** start of TEXT SECTION **
In the first place this song connects with Troy and the Iliad like the other two songs of Demodocus. The cause of the Trojan War and of its poem was the deed of Paris. The seducer, the wife, the husband—Paris, Helen, Manelaus—are the three central figures of the legend. Here this legend is thrown up among the Gods themselves, who furnish three corresponding characters—Mars, Venus, Vulcan. Then there is the wrong and the punishment of the wrong in both cases. Such is the theme of the Trojan War as it appears in the Iliad. Thus the three songs of Demodocus indicate a Pre-Iliad, an Iliad, and a Post-Iliad in due order.
In the second place one asks very emphatically: Why this present treatment of the Gods on Homer's part? But here we must make an important distinction. The Supreme God, Zeus, does not appear, nor does Juno nor does Pallas, indeed none of the Goddesses except the guilty one. The disgrace falls upon two mainly: Mars and Venus. In the Iliad they are Trojan deities hostile to the Greeks, and here the Greek poet serves them up together in an intermezzo, which makes them comic. Indeed the Greek Hero Diomed fights and puts down just these two Trojan deities in the Fifth Book of the Iliad. So must every Greek Hero at Troy conquer Mars and Venus (Violence and Lust, to give a suggestion of their purport) before Helen can be restored to home and country; he must put down the hostile city and its Gods. Note too, whither the Greek poet sends each of these deities after their release: Mars flies off to Thrace, a distant, barbarous country, beyond the borders of Hellas, where he can find his own; Venus on the contrary slips away southeastward to Cyprus inhabited by peoples Oriental or Orientalizing, and therein like Troy and herself. Both rush out of Greece with all speed; they belong somewhere in the outskirts of the Greek world.
** end of TEXT SECTION **
WHAT YOU WILL DO: From the passage on the songs of Demodocus, extract word for word the span that begins with "In the first" and stops after "in due order.".
** start of MATERIAL PROVIDED **
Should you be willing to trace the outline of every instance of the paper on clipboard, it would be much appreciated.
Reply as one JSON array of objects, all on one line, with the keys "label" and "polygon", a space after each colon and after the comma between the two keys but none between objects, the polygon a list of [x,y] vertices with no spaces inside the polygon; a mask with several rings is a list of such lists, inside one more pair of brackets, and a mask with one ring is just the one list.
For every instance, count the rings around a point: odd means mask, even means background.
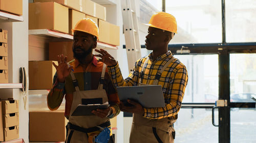
[{"label": "paper on clipboard", "polygon": [[71,116],[94,116],[95,115],[92,113],[92,111],[97,109],[106,109],[110,105],[108,102],[106,102],[103,104],[95,104],[82,105],[79,104],[75,109]]}]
** end of MATERIAL PROVIDED **
RESPONSE FOR THIS EXERCISE:
In the first place this song connects with Troy and the Iliad like the other two songs of Demodocus. The cause of the Trojan War and of its poem was the deed of Paris. The seducer, the wife, the husband—Paris, Helen, Manelaus—are the three central figures of the legend. Here this legend is thrown up among the Gods themselves, who furnish three corresponding characters—Mars, Venus, Vulcan. Then there is the wrong and the punishment of the wrong in both cases. Such is the theme of the Trojan War as it appears in the Iliad. Thus the three songs of Demodocus indicate a Pre-Iliad, an Iliad, and a Post-Iliad in due order.